A master's student working at the World Wildlife Fund in Senegal, Annika O'Dea, says Palmarin's coast serves as just one example of how climate change has affected the ecosystems of West Africa.

“This ecosystem is more important than many because it is one of the most productive marine ecosystems in the world, because of the upwelling of the Canary currents," said O'Dea. "And because it is an interconnected ecosystem, it really requires international cooperation.”

Seven countries along West Africa's coast, including Senegal, Mauritania, Gambia, Guinea, Guinea-Bissau, Sierra Leone and Cape Verde, gathered for a USAID-funded conference this month, the first of three scheduled, to discuss and compare climate-change concerns in the region.

A WWF coordinator in Gambia, Ibrahima Mat Dia, explained on a field trip for participants about one village in Palmarin called Kad Diakhanor that will eventually have to move due to encroaching waters.

"This village has to be relocated somewhere else, but for the community, there are not enough facilities over there, they do no want to move," said Dia.

Sierra Leone Environmental Protection Agency Director Kolleh Bangura says he sees similar situations in his country.

“I also look at Sierra Leone and Senegal having very similar problems," said Bangura. "Part of the problem, are trans-boundary problems, which you have to sort of approach on a regional basis. What is happening on the coastline is not entirely the making of the Senegal.”

Bangura says many environmental issues in Sierra Leone are exacerbated by problems leftover from the country's 11-year civil war, with lawlessness one of the biggest challenges. He says people use up natural resources for mining or logging without any idea of how it degrades the land.

“People grab the land and you really have use force to remove them there sometimes," he said. "So lawlessness is a very big issue and it has resulted from the war. Mainly because some of the youth today were soldiers 10 years ago, as child soldiers, and all they knew was violence. When they grow up without any education, these are people who are very difficult to negotiate with. They do not know anything about the environment, so the literacy is one big thing.”

In West Africa, one of the biggest examples of climate change's cause and effect has been overfishing. As agricultural land further inland has dried up and the soil salinized by irrigation, more people have moved to the coasts of these countries to try to make a living, putting enormous strain on the beaches and fishing stocks.

Virginia Lee, a professor at the University of Rhode Island who works on coastal issues with the WWF here, says the depleted fish stocks threaten the local populations who rely on them.

"Fish are a food security issue, more clearly in West Africa than in some places, the United States for instance," said Lee. "Fish is a protein supply, primary animal protein supply. So when the fisheries are declining here, due to over fishing both by local people and by the international industrial fleets, that really affects the security of the people, the health and vitality of the people.”

In the nearby fishing port of Joal, local fish mongers and fisherman shared anecdotes of how fishing stocks had changed during the past few decades.

→ Your assignment:
Reproduce word for word the part of the article on West Africa's coast from "A WWF coordinator" to "to encroaching waters.".

→ Supplied material:

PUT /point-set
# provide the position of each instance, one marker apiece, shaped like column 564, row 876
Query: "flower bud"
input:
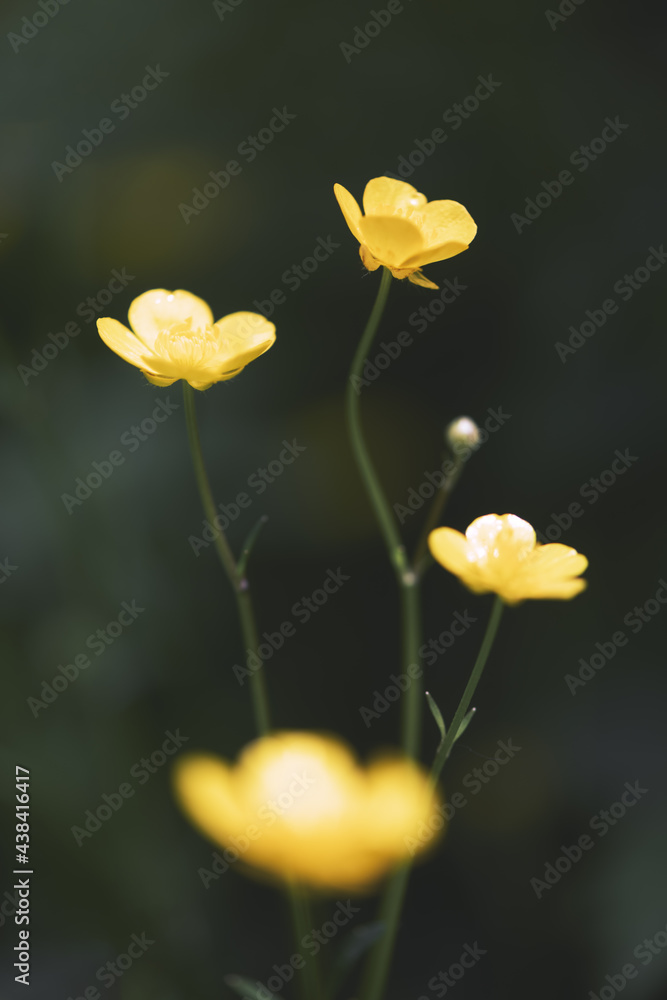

→ Result of this exercise:
A WWF coordinator in Gambia, Ibrahima Mat Dia, explained on a field trip for participants about one village in Palmarin called Kad Diakhanor that will eventually have to move due to encroaching waters.